> [WHAT YOU ARE ASKED TO DO]
Repeat, word for word, each of the records shown below, without their pictures.

[Point-per-instance localization data]
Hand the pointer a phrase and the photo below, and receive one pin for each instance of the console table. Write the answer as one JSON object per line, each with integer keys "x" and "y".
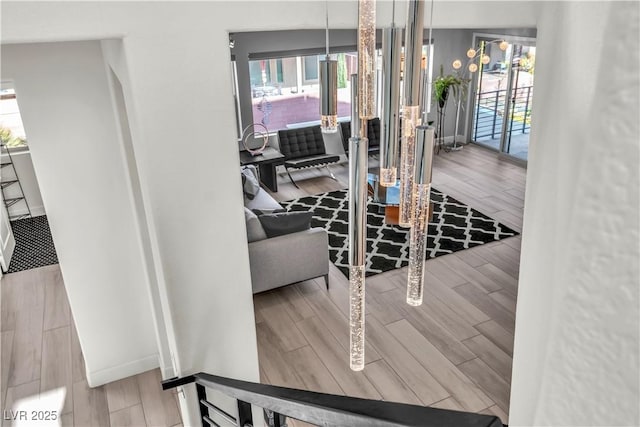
{"x": 266, "y": 163}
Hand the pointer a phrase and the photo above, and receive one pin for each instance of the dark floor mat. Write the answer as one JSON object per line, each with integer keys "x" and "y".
{"x": 34, "y": 244}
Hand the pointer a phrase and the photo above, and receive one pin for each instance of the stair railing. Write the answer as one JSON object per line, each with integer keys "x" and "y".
{"x": 318, "y": 408}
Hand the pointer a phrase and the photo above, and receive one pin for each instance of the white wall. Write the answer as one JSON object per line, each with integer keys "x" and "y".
{"x": 24, "y": 168}
{"x": 577, "y": 326}
{"x": 66, "y": 110}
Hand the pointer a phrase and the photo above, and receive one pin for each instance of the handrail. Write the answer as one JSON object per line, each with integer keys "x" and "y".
{"x": 333, "y": 410}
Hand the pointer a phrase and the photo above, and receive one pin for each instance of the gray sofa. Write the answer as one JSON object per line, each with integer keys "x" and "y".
{"x": 286, "y": 259}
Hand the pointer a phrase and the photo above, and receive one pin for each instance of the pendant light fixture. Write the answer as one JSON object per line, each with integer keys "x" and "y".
{"x": 420, "y": 213}
{"x": 362, "y": 109}
{"x": 391, "y": 56}
{"x": 328, "y": 69}
{"x": 411, "y": 113}
{"x": 358, "y": 149}
{"x": 366, "y": 60}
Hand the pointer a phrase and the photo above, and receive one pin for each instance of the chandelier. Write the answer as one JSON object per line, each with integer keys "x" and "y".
{"x": 415, "y": 157}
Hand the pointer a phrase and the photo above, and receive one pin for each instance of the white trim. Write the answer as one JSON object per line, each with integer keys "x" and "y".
{"x": 104, "y": 376}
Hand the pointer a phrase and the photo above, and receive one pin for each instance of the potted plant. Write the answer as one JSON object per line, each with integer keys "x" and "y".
{"x": 444, "y": 84}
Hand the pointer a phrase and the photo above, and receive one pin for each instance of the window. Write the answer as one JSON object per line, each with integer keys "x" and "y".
{"x": 11, "y": 128}
{"x": 285, "y": 91}
{"x": 311, "y": 68}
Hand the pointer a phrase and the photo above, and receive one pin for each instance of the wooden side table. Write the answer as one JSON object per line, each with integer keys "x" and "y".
{"x": 266, "y": 163}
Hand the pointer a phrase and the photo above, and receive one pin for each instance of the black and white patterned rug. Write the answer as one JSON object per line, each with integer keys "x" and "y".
{"x": 34, "y": 244}
{"x": 454, "y": 227}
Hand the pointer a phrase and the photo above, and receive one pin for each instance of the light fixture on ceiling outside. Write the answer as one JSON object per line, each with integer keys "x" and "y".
{"x": 328, "y": 76}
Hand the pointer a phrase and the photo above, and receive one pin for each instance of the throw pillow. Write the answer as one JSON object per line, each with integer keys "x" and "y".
{"x": 267, "y": 211}
{"x": 279, "y": 224}
{"x": 254, "y": 227}
{"x": 250, "y": 185}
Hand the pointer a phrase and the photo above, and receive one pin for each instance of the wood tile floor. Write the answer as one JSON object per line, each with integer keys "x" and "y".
{"x": 40, "y": 352}
{"x": 455, "y": 351}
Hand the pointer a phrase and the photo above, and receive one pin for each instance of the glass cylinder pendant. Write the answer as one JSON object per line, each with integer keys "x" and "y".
{"x": 358, "y": 148}
{"x": 356, "y": 317}
{"x": 391, "y": 53}
{"x": 328, "y": 95}
{"x": 418, "y": 243}
{"x": 420, "y": 218}
{"x": 366, "y": 58}
{"x": 410, "y": 119}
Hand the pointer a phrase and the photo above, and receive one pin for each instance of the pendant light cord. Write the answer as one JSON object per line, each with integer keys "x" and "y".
{"x": 326, "y": 8}
{"x": 393, "y": 14}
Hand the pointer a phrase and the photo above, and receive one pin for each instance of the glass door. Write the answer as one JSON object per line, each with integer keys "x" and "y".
{"x": 503, "y": 98}
{"x": 518, "y": 123}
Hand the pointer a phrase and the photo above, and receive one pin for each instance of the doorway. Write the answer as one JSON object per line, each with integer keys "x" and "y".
{"x": 503, "y": 97}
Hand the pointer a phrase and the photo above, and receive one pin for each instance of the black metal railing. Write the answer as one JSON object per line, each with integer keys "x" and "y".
{"x": 318, "y": 408}
{"x": 490, "y": 109}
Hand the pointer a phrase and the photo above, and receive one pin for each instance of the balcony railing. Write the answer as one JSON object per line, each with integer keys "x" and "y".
{"x": 490, "y": 110}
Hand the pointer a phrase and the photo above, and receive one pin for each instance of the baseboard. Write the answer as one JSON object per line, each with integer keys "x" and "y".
{"x": 104, "y": 376}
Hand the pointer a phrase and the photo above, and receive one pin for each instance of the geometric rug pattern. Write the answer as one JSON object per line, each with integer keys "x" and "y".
{"x": 34, "y": 244}
{"x": 453, "y": 227}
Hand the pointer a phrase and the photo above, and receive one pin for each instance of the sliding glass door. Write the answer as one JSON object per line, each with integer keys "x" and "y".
{"x": 503, "y": 98}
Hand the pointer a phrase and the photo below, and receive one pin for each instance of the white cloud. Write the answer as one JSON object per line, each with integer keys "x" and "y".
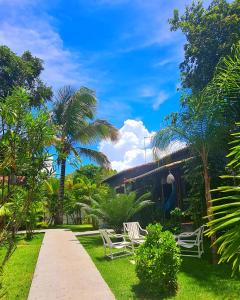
{"x": 172, "y": 147}
{"x": 129, "y": 150}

> [SOLUTION TO THIS TASK]
Hand the pointer a phrase and the photo below, and receive one pin for each instance of the console table. Write the answer as one JSON object per line, each with integer keys "x" and "y".
{"x": 266, "y": 163}
Hand the pointer a phrase and the photo above, and receive one pin for each instance of the dark floor mat. Write the answer as one JSON object per line, each with integer keys "x" and "y".
{"x": 34, "y": 244}
Hand the pointer a phrase and the photo above, and receive one pin for each instance of the stair railing. Write the answer as one JSON object per line, each with integer keys "x" and "y".
{"x": 318, "y": 408}
Hand the pointer a phrase and the photo above, and receive one pin for each instance of the white wall. Write the answer as one JSON object per line, each with integer keys "x" and "y".
{"x": 24, "y": 168}
{"x": 577, "y": 326}
{"x": 66, "y": 110}
Hand the pointer a phrase and the photo above, and receive one pin for each instance of the handrail. Write the answer as one JSON object per line, each with integer keys "x" and "y".
{"x": 333, "y": 410}
Hand the pointer a phrase and the photo above, and receive one pin for each instance of the gray sofa. Write the answer as one JSON object per line, each with integer keys "x" and "y".
{"x": 286, "y": 259}
Hand the pointer a phrase and the photo above, and receive one pin for each instance of the pendant light fixture. Write the answer as one JSON object per line, each with integer keys "x" and "y".
{"x": 420, "y": 213}
{"x": 362, "y": 109}
{"x": 391, "y": 56}
{"x": 328, "y": 69}
{"x": 411, "y": 113}
{"x": 358, "y": 149}
{"x": 366, "y": 60}
Hand the pointer a phrase and the photo above, and receive one pin for each instance of the chandelier. Write the answer as one JSON object per line, each with integer keys "x" and "y".
{"x": 415, "y": 157}
Hand the pointer a phrase and the photo above, and receive one pin for each instance of the white trim. Write the answer as one JSON object per line, each with integer keys "x" and "y".
{"x": 104, "y": 376}
Hand the pointer a phrase and the photo above, and receive one pin for each instance of the potted plant. Write the answer as one JSON object per line, each with integer keys "x" and "y".
{"x": 444, "y": 84}
Hand the pointer a phrase and the photo above, and receive one pin for each instance of the window. Write the answer as one JSON object per line, each with integer keys "x" and "y".
{"x": 11, "y": 128}
{"x": 285, "y": 91}
{"x": 311, "y": 68}
Hand the pointer a phrase and the photo above, and receive one pin for each instance of the wooden side table. Write the answer as one JSON object per line, each with integer keys "x" and "y".
{"x": 266, "y": 163}
Hand the pointer a phrase and the photo above, and receive one pin for each instance of the black and white patterned rug. Write the answer as one JSON object per line, each with integer keys "x" and "y".
{"x": 34, "y": 244}
{"x": 454, "y": 227}
Hand the pointer a phrase and the photo above, and receive one pin for each instance of the light fixture on ceiling outside. Write the answer as one JSON object per line, each with integer keys "x" and "y".
{"x": 328, "y": 76}
Hand the pointer a phrase and the photo above, and receive one pin for each instance of the throw pillow. Write the answer as one JSON object per line, each with integer keys "x" and "y".
{"x": 267, "y": 211}
{"x": 279, "y": 224}
{"x": 254, "y": 227}
{"x": 250, "y": 185}
Hand the pointer a phrase and the photo above, and receive one pin for each instance of the wood tile floor. Write the answer as one JSON object per line, each with integer keys "x" and "y".
{"x": 40, "y": 352}
{"x": 455, "y": 351}
Hand the pointer a phrase and the photo above, and receive one pin for each instance of the glass cylinder pendant. Write the answer as one JSON object per line, each with integer keys "x" and "y".
{"x": 358, "y": 148}
{"x": 356, "y": 317}
{"x": 391, "y": 53}
{"x": 328, "y": 95}
{"x": 418, "y": 243}
{"x": 420, "y": 218}
{"x": 366, "y": 58}
{"x": 410, "y": 119}
Hand the pointer a phrase and the photo above, and receive one pin for each instance of the pendant light cord. Write the answer as one JSON object per line, each with integer keys "x" and "y".
{"x": 326, "y": 8}
{"x": 393, "y": 14}
Hand the pointer a phrase and the photo above, and receive one pin for each instance of the glass door. Write the answer as one JSON object per line, each with integer keys "x" and "y".
{"x": 503, "y": 98}
{"x": 518, "y": 123}
Hand the pointer a phrase and the photo above, and receive one pin for each instance of the doorway. Write the answer as one JSON object per line, each with integer keys "x" and "y".
{"x": 503, "y": 97}
Hand the pointer a phrase and the photo above, and receive one pin for each instance of the black metal railing. Write the answer as one JSON object per line, each with integer keys "x" and "y".
{"x": 318, "y": 408}
{"x": 490, "y": 109}
Hand the pointer a phrase and the photo above, and receive one pin for each instance of the balcony railing. Write the answer as one JSON object per line, each with integer keys "x" and "y".
{"x": 490, "y": 110}
Hand the pointer a phrase and the photo above, and receive one pin for each instance of the baseboard. Write the answer as one JSON object per line, each with integer keys "x" and "y".
{"x": 104, "y": 376}
Hand the pointer a phrase and the photo above, and receive one pin for each instance of the geometric rug pattern. Write the answer as one JSON object per line, each with integer keys "x" and "y".
{"x": 34, "y": 244}
{"x": 453, "y": 227}
Hand the pointer a phrase and the photo above, and receive one pin for each instance of the sliding glass door. Write the answer as one JSON object per line, each with integer keys "x" and "y".
{"x": 503, "y": 98}
Hand the pointer a phrase and the photo below, and receive one pin for each instance of the white cloud. Write the answer as one JSON object per line, each with integer keys "x" and "y".
{"x": 172, "y": 147}
{"x": 129, "y": 150}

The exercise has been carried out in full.